== TEXT ==
* * * * *
A question about the expected growth of digital collections from 2008 to 2025 yielded the following, very tentative, figures:

  • archives, from 250 Tb to 3,000 Tb;

  • libraries, from 65 Tb to 600 Tb; and

  • museums, from 14 Tb to 270 Tb

All respondents felt very unsure about these figures. It must also be noted that data from scientific research are under-represented in the figures. It appears that at least the amount of scientific data in need of preservation is underestimated. Also, the survey omitted all potential partners not supervised by the Ministry of Education and Culture. Their inclusion could change the numbers significantly.

Parts of the surveys were repeated in late Spring 2011. According to the preliminary analysis some organizations have raised their estimates substantially. The study also showed that services related to emulation as a preservation strategy are not expected from the shared LTP system by potential participating organizations. The results will be published later in 2011.
* * * * *
== DATA ==
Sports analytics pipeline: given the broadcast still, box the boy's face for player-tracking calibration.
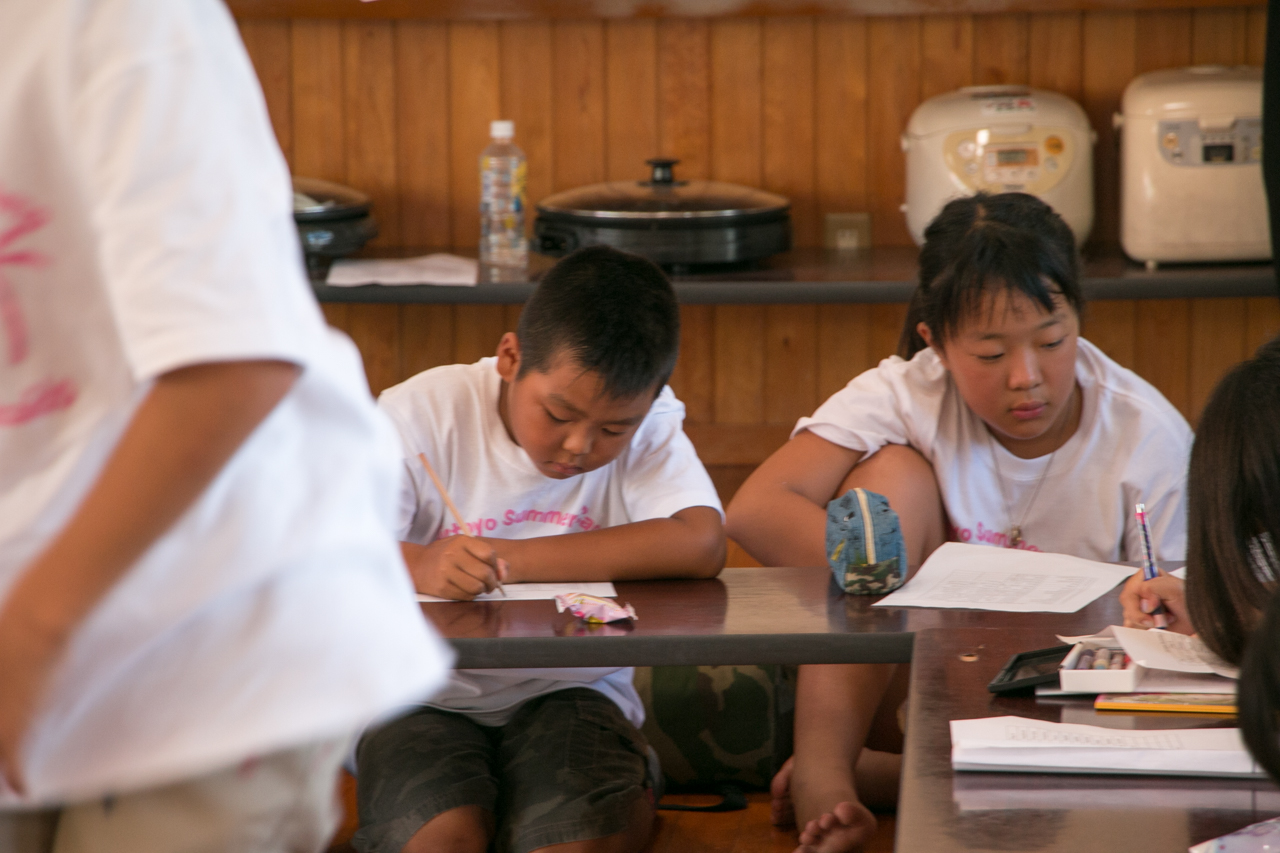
* * * * *
== WHAT YOU ARE ASKED TO DO ==
In the text on digital collection growth, what volume were libraries' digital collections projected to reach by 2025?

== THE RESPONSE ==
600 Tb